# DO THIS:
Extract exactly the range of lines bounded by the line containing "Please mark every pointed" and the final line of the listing, both ends included, and no other lines.

─── DATASET EXCERPTS

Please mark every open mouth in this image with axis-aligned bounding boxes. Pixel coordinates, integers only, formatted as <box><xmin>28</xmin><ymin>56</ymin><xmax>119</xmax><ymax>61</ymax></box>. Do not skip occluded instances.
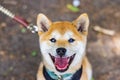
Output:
<box><xmin>49</xmin><ymin>54</ymin><xmax>75</xmax><ymax>72</ymax></box>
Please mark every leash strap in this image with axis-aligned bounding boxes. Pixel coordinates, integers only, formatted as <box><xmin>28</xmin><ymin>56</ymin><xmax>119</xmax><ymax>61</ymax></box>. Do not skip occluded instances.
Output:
<box><xmin>0</xmin><ymin>5</ymin><xmax>38</xmax><ymax>33</ymax></box>
<box><xmin>43</xmin><ymin>66</ymin><xmax>83</xmax><ymax>80</ymax></box>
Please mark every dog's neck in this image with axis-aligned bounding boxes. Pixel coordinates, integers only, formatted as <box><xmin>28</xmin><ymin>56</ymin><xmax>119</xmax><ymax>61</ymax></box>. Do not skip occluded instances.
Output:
<box><xmin>43</xmin><ymin>66</ymin><xmax>82</xmax><ymax>80</ymax></box>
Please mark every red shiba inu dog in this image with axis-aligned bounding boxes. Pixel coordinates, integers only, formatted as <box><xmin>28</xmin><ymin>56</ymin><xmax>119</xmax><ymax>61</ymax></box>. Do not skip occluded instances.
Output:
<box><xmin>37</xmin><ymin>13</ymin><xmax>92</xmax><ymax>80</ymax></box>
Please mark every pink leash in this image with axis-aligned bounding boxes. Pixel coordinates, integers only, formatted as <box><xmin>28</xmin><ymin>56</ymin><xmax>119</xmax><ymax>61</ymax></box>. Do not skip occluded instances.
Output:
<box><xmin>0</xmin><ymin>5</ymin><xmax>38</xmax><ymax>33</ymax></box>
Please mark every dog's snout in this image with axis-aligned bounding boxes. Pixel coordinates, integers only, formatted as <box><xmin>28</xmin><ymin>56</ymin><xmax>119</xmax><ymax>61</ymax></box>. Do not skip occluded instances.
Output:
<box><xmin>56</xmin><ymin>48</ymin><xmax>66</xmax><ymax>57</ymax></box>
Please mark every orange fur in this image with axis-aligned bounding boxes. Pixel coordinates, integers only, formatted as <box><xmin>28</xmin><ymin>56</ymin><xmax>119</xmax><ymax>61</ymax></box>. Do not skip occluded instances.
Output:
<box><xmin>37</xmin><ymin>14</ymin><xmax>92</xmax><ymax>80</ymax></box>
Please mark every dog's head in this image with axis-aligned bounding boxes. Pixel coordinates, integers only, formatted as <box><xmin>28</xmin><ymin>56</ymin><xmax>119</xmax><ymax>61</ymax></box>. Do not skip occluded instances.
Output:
<box><xmin>37</xmin><ymin>13</ymin><xmax>89</xmax><ymax>73</ymax></box>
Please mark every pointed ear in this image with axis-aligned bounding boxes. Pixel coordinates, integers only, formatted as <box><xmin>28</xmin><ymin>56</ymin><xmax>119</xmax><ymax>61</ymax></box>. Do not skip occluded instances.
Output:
<box><xmin>37</xmin><ymin>13</ymin><xmax>52</xmax><ymax>32</ymax></box>
<box><xmin>73</xmin><ymin>13</ymin><xmax>89</xmax><ymax>32</ymax></box>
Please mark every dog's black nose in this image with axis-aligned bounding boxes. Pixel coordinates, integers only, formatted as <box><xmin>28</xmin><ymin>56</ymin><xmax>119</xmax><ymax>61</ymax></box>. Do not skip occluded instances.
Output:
<box><xmin>56</xmin><ymin>47</ymin><xmax>66</xmax><ymax>57</ymax></box>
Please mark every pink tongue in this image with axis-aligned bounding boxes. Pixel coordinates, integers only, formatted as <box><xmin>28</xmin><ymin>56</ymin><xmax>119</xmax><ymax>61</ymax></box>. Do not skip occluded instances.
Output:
<box><xmin>55</xmin><ymin>57</ymin><xmax>69</xmax><ymax>70</ymax></box>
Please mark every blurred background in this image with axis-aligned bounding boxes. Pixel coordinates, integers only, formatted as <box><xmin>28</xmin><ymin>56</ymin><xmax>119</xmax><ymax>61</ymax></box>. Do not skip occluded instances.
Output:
<box><xmin>0</xmin><ymin>0</ymin><xmax>120</xmax><ymax>80</ymax></box>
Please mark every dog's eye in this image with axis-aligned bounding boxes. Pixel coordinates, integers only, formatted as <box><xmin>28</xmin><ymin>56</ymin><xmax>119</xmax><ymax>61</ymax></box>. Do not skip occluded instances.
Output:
<box><xmin>68</xmin><ymin>38</ymin><xmax>75</xmax><ymax>43</ymax></box>
<box><xmin>50</xmin><ymin>38</ymin><xmax>56</xmax><ymax>43</ymax></box>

──────

# ANSWER TO THIS PROBLEM:
Please mark every pointed ear in this image with axis-aligned bounding boxes. Pixel coordinates, integers only, formatted as <box><xmin>28</xmin><ymin>56</ymin><xmax>119</xmax><ymax>61</ymax></box>. Do not skip occluded instances.
Output:
<box><xmin>37</xmin><ymin>13</ymin><xmax>52</xmax><ymax>32</ymax></box>
<box><xmin>73</xmin><ymin>13</ymin><xmax>89</xmax><ymax>32</ymax></box>
Please mark every dog's black nose in this image with axis-aligned bounding boxes. Pixel coordinates, integers only, formatted as <box><xmin>28</xmin><ymin>56</ymin><xmax>119</xmax><ymax>61</ymax></box>. Do not skip occluded instances.
Output:
<box><xmin>56</xmin><ymin>47</ymin><xmax>66</xmax><ymax>57</ymax></box>
Please mark every pink tongue in this image with axis-aligned bounding boxes. Pixel coordinates, integers only, formatted as <box><xmin>28</xmin><ymin>56</ymin><xmax>119</xmax><ymax>61</ymax></box>. Do not skip occluded instances.
Output:
<box><xmin>55</xmin><ymin>57</ymin><xmax>69</xmax><ymax>70</ymax></box>
Please mark every blurred background in this image with axis-aligned bounding boxes. Pixel coordinates, integers only, formatted as <box><xmin>28</xmin><ymin>56</ymin><xmax>119</xmax><ymax>61</ymax></box>. Do not skip occluded instances.
Output:
<box><xmin>0</xmin><ymin>0</ymin><xmax>120</xmax><ymax>80</ymax></box>
Please mark every dog's eye in this image with axis-aligned bounding boxes. Pixel coordinates, integers only, formatted as <box><xmin>28</xmin><ymin>56</ymin><xmax>119</xmax><ymax>61</ymax></box>. Do not skip occluded instances.
Output:
<box><xmin>68</xmin><ymin>38</ymin><xmax>75</xmax><ymax>43</ymax></box>
<box><xmin>50</xmin><ymin>38</ymin><xmax>56</xmax><ymax>43</ymax></box>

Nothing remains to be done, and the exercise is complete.